▶ _WHAT THE TASK REQUIRES_
Only lines with the string "query" are wanted. Pull them out of the data.

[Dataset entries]
----

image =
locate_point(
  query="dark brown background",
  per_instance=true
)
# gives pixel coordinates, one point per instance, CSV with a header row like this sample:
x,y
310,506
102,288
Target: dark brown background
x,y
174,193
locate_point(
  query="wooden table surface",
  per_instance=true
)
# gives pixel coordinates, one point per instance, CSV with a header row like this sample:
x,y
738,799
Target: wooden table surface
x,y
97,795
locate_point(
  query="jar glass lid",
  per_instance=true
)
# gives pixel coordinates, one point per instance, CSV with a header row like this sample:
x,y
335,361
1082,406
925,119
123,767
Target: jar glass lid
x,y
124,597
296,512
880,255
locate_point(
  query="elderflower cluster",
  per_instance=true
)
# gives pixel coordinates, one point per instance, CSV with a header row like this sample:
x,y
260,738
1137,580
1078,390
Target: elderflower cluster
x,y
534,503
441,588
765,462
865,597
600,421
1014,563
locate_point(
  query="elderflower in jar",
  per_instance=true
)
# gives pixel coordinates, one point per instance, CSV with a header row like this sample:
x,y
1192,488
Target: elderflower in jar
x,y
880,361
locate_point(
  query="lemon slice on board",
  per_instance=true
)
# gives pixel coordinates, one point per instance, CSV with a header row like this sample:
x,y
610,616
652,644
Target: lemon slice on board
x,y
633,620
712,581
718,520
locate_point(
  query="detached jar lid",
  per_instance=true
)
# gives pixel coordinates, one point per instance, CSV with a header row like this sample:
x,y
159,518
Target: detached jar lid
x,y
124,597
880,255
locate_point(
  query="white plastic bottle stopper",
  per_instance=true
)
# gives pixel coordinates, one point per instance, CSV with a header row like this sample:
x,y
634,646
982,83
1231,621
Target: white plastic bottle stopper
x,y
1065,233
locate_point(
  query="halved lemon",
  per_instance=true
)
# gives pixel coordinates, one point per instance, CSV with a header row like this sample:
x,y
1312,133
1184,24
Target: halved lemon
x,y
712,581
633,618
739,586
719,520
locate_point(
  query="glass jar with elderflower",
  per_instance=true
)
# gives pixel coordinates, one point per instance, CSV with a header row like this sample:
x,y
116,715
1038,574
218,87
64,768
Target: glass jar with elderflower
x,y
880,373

----

▶ _EXERCISE SOLUTION_
  query="dark brown background",
  query="wooden table surface",
  query="jar glass lid",
  query="elderflower cluster",
  query="elderflower in jar",
  query="lemon slice on board",
  query="detached jar lid",
  query="white plastic bottle stopper",
  query="halved lemon",
  query="glass jar with elderflower",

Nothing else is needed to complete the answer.